(Direction) Reproduce, word for word, the stretch of the consulting agreement from "4. Confidentiality In" through "fault of Consultant.".

(Page extract)
━━━━━━

CONSULTING AGREEMENT
Date: May 14, 1999
Consultant: Indus, Inc. dba Industar Digital PCS
000 Xxxx Xxxxx Xxxxxx
Xxxxxxxxx, XX 00000
Company: i Link Telecom (BC) Inc.
000 Xxxxxxx Xxxxxx
Xxxxxxxxx, XX
Company and Consultant Agree:
Term of Consulting Service: From 5/15/99 to 6/30/99
1. Scope of Work
Consultant will perform the consulting services for Company or one of its
affiliated corporations (together, the "Company") described in Schedule 1 (the
"Services").
2. Compensation
Company will pay Consultant a fifty thousand dollar ($50,000) consulting fee as
follows:
$15,000 on or before May 28
$10,000 on or before June 15
$10,000 on or before June 30
$15,000 on or before July 15
The total fee (excluding the direct payment by Company of all travel expenses
requested by Consultant under this agreement) may not exceed fifty thousand
dollars ($50,000) without the prior written approval of Company.
3. Manner of Performance
Consultant has the requisite expertise, ability, and legal right to render the
Services and will perform the Services in an efficient manner. Consultant will
abide by all laws, rules, and regulations that apply to the performance of the
Services, including applicable requirements regarding equal employment
opportunity and the provisions of Executive Order 11246 and related rules. Each
of Consultant's employees performing Services will have the expertise to perform
assigned Services in an efficient manner.
The Consultant shall provide the Company with any materials prepared in
conjunction with this Agreement that are intended to be externally distributed
prior to such distribution and the Consultant further agrees that the
distribution of all such materials shall be subject to prior approval by the
Company.
4. Confidentiality In the course of this agreement, it is anticipated
that Consultant will learn information that Company regards as confidential or
proprietary. Consultant will keep confidential this information which Consultant
may acquire with respect to Company's business, including, but not limited to,
information developed by Consultant and information relating to new products,
customers, pricing, know-how, processes, and practices, unless and until Company
consents to disclosure, or unless such knowledge and information otherwise
becomes generally available to the public through no fault of Consultant.

━━━━━━

(Data excerpt)
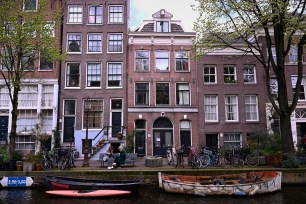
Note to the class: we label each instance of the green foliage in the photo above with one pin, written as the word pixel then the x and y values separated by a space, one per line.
pixel 290 161
pixel 130 142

━━━━━━

(Written response)
4. Confidentiality In the course of this agreement, it is anticipated
that Consultant will learn information that Company regards as confidential or
proprietary. Consultant will keep confidential this information which Consultant
may acquire with respect to Company's business, including, but not limited to,
information developed by Consultant and information relating to new products,
customers, pricing, know-how, processes, and practices, unless and until Company
consents to disclosure, or unless such knowledge and information otherwise
becomes generally available to the public through no fault of Consultant.